Request
Will you copy out the listing below word for word, beginning at the line that contains "Mask the target" and stopping after the line that contains "box: [608, 31, 630, 44]"?

Data excerpts
--- START ---

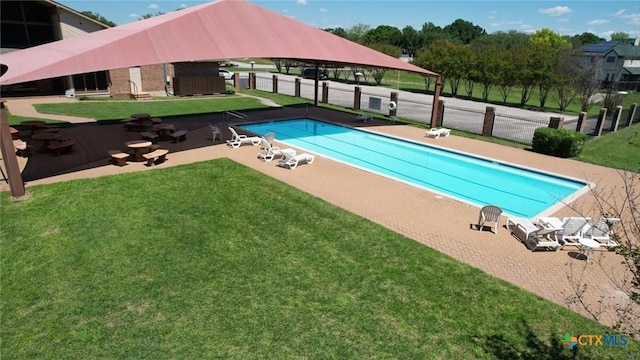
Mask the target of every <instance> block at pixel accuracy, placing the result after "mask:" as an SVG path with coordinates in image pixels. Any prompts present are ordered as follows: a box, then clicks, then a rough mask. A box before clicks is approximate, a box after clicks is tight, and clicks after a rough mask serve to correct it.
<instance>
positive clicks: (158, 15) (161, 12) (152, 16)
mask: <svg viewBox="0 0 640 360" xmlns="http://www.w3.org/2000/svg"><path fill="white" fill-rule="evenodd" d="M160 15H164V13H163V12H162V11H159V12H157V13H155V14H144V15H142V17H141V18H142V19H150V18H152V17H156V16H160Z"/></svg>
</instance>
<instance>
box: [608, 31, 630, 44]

--- END ---
--- START ---

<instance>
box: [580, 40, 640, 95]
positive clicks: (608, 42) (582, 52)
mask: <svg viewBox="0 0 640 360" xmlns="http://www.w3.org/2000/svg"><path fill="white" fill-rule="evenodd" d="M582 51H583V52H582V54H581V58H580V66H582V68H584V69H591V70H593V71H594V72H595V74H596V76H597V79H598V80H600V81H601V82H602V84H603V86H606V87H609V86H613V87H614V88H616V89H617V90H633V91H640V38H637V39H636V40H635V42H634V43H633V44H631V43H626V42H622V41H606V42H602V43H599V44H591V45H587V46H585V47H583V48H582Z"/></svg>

--- END ---

Result
Mask the target of every <instance> block at pixel accuracy, placing the result after "mask:" as an SVG path with coordinates in image pixels. Any prompts present are ordered as follows: a box, then clicks, then a rough mask. A box before clicks is approximate, a box after clicks is tight, and clicks after a rough mask serve to correct it.
<instance>
positive clicks: (158, 15) (161, 12) (152, 16)
mask: <svg viewBox="0 0 640 360" xmlns="http://www.w3.org/2000/svg"><path fill="white" fill-rule="evenodd" d="M160 15H164V13H163V12H162V11H159V12H157V13H155V14H144V15H142V17H141V18H142V19H150V18H152V17H156V16H160Z"/></svg>
</instance>
<instance>
box: [608, 31, 630, 44]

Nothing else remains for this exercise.